▸ WORK INSTRUCTIONS
Pick out every line in the records below that contains the string "floor" and copy each one. The match is case-sensitive.

════════════════

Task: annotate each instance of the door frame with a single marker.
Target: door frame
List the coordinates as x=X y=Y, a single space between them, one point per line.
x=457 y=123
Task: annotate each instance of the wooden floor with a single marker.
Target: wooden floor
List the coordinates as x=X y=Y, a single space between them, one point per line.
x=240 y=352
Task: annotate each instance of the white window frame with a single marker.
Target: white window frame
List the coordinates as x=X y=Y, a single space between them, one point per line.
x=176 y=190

════════════════

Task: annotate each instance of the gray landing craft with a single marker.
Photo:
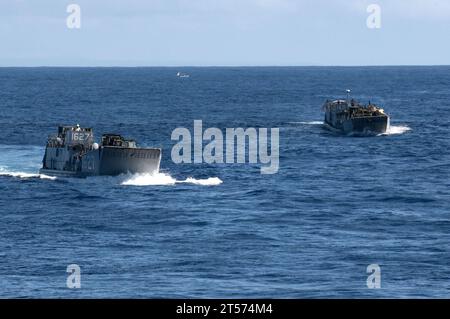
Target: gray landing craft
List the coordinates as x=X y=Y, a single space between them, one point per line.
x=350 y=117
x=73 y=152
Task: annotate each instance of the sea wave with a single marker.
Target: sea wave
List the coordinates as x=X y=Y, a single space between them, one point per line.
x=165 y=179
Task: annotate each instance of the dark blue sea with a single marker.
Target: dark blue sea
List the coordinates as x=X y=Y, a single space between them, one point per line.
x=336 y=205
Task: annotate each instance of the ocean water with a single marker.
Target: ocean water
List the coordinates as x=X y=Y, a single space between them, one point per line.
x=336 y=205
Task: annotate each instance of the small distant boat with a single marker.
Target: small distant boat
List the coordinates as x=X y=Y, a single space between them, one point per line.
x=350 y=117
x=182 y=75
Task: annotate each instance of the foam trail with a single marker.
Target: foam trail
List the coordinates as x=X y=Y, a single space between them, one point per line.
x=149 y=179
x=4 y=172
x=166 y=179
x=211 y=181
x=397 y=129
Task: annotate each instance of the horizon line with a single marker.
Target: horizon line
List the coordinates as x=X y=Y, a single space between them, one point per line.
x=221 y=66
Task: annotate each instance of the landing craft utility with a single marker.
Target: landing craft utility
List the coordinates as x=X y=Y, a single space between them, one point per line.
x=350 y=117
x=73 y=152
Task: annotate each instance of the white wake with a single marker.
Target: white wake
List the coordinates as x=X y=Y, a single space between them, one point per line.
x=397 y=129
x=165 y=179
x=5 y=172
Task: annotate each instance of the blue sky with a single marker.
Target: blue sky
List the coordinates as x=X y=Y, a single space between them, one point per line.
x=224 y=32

════════════════

▸ SOLUTION TO THE PROBLEM
Task: annotate each instance of the wooden floor with a single marker.
Target: wooden floor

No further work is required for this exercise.